▶ DOCUMENT SECTION
---
# Basic dask stuff

In [1]:
import dask

In [3]:
from time import sleep

def inc(x):
    sleep(1)
    return x + 1

def add(x, y):
    sleep(1)
    return x + y

In [4]:
%%time 

x = dask.delayed(inc)(1)

y = dask.delayed(inc)(2)

z = dask.delayed(add)(x, y)

z.compute()

CPU times: user 5.02 ms, sys: 5.19 ms, total: 10.2 ms
Wall time: 2.09 s


5

In [5]:
z.visualize()

RuntimeError: Drawing dask graphs requires the `graphviz` python library and the `graphviz` system library to be installed.

## Dask and for loops

In [9]:
%%time
# serial for loop

def inc(x):
    return x + 1

def double(x):
    
    return x + 2

def add(x, y):
    return x + y

data = [1, 2, 3, 4, 5]

output = []

for x in data:
    a = inc(x)
---
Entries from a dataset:
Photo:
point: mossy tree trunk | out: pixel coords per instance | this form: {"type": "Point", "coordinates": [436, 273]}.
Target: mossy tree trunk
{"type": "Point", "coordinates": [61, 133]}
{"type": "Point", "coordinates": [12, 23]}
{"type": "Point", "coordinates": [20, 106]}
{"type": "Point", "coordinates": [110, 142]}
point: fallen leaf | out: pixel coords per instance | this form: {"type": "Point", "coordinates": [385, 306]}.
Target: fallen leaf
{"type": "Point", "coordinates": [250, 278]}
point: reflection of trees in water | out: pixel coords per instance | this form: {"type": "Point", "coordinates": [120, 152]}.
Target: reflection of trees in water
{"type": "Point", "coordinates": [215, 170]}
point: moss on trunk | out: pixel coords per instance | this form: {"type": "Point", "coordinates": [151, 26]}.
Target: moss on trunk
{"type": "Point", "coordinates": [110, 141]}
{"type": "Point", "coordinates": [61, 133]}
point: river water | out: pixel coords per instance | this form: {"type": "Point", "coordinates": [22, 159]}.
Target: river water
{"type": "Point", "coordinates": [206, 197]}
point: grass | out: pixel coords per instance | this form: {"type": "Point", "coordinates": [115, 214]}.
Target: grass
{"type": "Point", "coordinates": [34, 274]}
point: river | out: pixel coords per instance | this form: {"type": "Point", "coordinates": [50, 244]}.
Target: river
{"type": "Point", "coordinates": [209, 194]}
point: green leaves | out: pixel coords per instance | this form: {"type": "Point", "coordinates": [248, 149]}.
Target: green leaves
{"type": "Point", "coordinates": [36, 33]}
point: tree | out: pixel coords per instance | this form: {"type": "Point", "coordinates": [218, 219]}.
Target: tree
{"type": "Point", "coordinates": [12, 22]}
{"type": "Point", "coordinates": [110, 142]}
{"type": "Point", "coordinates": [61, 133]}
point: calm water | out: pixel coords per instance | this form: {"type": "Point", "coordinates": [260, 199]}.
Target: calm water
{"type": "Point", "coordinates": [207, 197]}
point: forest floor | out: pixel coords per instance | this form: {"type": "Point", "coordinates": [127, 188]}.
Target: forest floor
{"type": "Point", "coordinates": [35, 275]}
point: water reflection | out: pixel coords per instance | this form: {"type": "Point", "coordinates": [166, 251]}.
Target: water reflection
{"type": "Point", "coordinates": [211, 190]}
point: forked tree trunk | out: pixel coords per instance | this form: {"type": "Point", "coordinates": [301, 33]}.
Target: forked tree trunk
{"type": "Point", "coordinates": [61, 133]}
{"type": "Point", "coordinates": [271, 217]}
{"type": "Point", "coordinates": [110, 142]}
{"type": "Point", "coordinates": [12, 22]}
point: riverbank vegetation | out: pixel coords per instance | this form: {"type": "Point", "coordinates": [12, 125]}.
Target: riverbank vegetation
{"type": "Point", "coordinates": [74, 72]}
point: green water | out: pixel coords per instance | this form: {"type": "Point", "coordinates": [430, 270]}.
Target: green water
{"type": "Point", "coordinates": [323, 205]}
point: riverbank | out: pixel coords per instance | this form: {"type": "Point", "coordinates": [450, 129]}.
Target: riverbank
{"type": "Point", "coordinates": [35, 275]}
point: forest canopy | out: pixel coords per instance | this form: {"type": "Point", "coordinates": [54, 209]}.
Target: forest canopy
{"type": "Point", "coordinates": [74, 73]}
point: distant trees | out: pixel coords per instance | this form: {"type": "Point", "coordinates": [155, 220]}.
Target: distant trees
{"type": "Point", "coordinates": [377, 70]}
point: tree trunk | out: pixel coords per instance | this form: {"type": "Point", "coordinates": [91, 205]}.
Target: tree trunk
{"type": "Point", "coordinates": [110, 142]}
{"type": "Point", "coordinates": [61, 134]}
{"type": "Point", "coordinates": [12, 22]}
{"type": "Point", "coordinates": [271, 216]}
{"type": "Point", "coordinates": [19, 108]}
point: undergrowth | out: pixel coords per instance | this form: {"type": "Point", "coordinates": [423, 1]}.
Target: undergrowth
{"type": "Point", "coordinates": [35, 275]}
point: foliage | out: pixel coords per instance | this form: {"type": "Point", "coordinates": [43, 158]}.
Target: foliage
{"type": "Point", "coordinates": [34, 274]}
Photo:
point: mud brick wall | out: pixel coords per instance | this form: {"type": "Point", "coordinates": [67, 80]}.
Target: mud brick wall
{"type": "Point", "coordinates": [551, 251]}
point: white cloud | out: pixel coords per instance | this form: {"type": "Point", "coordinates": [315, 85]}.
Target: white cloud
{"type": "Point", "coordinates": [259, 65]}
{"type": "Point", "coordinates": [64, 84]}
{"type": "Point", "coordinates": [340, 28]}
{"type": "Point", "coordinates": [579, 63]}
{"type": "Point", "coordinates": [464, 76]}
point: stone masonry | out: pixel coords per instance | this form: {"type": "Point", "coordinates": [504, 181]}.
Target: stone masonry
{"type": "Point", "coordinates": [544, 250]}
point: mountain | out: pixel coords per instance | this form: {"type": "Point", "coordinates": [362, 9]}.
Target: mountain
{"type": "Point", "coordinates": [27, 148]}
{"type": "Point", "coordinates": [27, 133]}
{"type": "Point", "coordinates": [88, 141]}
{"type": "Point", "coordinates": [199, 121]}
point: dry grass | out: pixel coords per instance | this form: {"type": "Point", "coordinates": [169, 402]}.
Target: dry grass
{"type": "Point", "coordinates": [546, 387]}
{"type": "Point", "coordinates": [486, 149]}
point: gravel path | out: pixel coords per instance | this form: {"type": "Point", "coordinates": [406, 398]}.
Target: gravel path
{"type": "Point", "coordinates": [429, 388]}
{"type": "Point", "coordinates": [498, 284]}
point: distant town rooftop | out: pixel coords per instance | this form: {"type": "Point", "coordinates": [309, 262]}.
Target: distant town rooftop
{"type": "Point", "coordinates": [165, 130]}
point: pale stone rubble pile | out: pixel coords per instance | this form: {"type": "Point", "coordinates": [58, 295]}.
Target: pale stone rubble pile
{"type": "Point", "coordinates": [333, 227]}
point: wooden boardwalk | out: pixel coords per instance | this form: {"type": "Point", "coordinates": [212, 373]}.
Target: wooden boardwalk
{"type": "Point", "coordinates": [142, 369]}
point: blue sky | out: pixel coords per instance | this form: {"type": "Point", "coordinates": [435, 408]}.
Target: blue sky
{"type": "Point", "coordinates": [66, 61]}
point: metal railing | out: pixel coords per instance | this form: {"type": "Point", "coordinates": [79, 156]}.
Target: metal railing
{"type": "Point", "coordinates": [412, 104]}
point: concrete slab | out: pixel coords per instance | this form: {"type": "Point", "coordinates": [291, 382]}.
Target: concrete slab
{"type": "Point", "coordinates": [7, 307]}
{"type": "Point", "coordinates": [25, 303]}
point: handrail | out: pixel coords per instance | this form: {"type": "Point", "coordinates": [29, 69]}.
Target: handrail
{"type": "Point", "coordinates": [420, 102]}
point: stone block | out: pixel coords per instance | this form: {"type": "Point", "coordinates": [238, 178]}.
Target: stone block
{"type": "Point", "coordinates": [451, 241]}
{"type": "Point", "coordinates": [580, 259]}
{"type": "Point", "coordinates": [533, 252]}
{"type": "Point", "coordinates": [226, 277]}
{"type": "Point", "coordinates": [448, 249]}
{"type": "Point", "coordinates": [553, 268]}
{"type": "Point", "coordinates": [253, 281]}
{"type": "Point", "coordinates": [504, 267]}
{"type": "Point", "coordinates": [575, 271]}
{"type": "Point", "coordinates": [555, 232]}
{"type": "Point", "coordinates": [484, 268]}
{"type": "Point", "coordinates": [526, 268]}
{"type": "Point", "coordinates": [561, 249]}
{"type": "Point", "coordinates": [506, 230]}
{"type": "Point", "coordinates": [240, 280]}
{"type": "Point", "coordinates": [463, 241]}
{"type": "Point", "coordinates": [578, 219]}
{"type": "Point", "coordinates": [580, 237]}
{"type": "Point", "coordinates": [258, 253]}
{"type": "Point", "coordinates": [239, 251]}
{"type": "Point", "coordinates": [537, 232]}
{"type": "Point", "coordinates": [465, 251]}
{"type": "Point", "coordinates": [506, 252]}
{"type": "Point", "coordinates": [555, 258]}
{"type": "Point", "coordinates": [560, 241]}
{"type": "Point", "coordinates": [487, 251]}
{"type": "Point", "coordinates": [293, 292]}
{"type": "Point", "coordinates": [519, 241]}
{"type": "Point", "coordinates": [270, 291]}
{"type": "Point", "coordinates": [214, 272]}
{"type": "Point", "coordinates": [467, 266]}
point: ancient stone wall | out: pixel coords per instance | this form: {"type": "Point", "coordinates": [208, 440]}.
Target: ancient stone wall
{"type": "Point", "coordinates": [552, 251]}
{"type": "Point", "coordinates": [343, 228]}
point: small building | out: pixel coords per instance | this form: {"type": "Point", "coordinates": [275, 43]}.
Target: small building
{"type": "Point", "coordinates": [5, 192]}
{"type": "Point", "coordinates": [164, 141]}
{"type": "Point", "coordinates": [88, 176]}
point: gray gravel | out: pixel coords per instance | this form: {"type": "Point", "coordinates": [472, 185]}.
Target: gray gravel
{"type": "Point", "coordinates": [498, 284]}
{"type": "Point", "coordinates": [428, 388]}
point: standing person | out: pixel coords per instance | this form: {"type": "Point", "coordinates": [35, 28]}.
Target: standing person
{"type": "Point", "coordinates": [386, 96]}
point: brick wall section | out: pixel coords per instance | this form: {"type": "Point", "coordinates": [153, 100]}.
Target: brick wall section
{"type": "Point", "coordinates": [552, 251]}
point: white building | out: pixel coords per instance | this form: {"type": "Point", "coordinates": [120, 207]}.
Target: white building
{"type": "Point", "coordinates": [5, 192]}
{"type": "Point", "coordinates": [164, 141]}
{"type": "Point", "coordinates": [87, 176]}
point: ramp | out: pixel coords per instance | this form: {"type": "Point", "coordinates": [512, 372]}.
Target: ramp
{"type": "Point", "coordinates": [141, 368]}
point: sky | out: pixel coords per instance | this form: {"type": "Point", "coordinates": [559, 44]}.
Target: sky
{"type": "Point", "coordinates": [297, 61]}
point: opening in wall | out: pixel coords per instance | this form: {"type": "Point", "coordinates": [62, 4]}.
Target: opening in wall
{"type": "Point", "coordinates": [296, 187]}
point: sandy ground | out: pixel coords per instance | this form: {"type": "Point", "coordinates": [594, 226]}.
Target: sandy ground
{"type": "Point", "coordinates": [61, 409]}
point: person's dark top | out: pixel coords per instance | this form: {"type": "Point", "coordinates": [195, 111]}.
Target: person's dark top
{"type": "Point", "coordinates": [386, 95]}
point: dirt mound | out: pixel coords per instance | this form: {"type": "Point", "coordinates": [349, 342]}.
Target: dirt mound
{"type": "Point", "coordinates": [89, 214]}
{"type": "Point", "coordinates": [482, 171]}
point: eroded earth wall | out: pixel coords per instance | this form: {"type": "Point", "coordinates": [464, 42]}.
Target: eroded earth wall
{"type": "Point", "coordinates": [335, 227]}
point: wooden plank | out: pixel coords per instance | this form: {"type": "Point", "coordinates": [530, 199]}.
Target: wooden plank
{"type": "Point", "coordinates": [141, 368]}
---
Quote the basic dask notebook above in full, word for word, from its opening heading to its final line.

# Basic dask stuff

In [1]:
import dask

In [3]:
from time import sleep

def inc(x):
    sleep(1)
    return x + 1

def add(x, y):
    sleep(1)
    return x + y

In [4]:
%%time 

x = dask.delayed(inc)(1)

y = dask.delayed(inc)(2)

z = dask.delayed(add)(x, y)

z.compute()

CPU times: user 5.02 ms, sys: 5.19 ms, total: 10.2 ms
Wall time: 2.09 s


5

In [5]:
z.visualize()

RuntimeError: Drawing dask graphs requires the `graphviz` python library and the `graphviz` system library to be installed.

## Dask and for loops

In [9]:
%%time
# serial for loop

def inc(x):
    return x + 1

def double(x):
    
    return x + 2

def add(x, y):
    return x + y

data = [1, 2, 3, 4, 5]

output = []

for x in data:
    a = inc(x)